Written task: In the DynamoDB table notes below, condense the KeySchema list beginning "Each table has Partition Key" into two sentences, keeping its main facts.

Page text:
* begin *

Type: AWS::DynamoDB::Table
Properties:
  AttributeDefinitions:
    - AttributeDefinition
  BillingMode: String
  ContributorInsightsSpecification:
    ContributorInsightsSpecification
  DeletionProtectionEnabled: Boolean
  GlobalSecondaryIndexes:
    - GlobalSecondaryIndex
  ImportSourceSpecification:
    ImportSourceSpecification
  KeySchema:
    - KeySchema
  KinesisStreamSpecification:
    KinesisStreamSpecification
  LocalSecondaryIndexes:
    - LocalSecondaryIndex
  OnDemandThroughput:
    OnDemandThroughput
  PointInTimeRecoverySpecification:
    PointInTimeRecoverySpecification
  ProvisionedThroughput:
    ProvisionedThroughput
  ResourcePolicy:
    ResourcePolicy
  SSESpecification:
    SSESpecification
  StreamSpecification:
    StreamSpecification
  TableClass: String
  TableName: String
  Tags:
    - Tag
  TimeToLiveSpecification:
    TimeToLiveSpecification

KeySchema

  • Each table has Partition Key (hash) and an optional Sort Key (range)
  • Partition Key
  • It's used as input to the hashing function
  • The output of the hashing function will tell to which physical partition the item will go
  • Same partition key goes to same partition (similar to kafka)

* end *

Records from a point labeling set:
* begin *

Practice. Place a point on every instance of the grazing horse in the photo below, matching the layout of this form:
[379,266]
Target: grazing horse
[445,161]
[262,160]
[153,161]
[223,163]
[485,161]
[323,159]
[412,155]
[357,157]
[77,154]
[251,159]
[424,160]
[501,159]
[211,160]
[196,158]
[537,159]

* end *

Answer for this exercise: Every table has a partition (hash) key and may also have a sort (range) key. The partition key is the input to a hashing function whose output decides which physical partition receives the item, so items with the same partition key go to the same partition, similar to Kafka.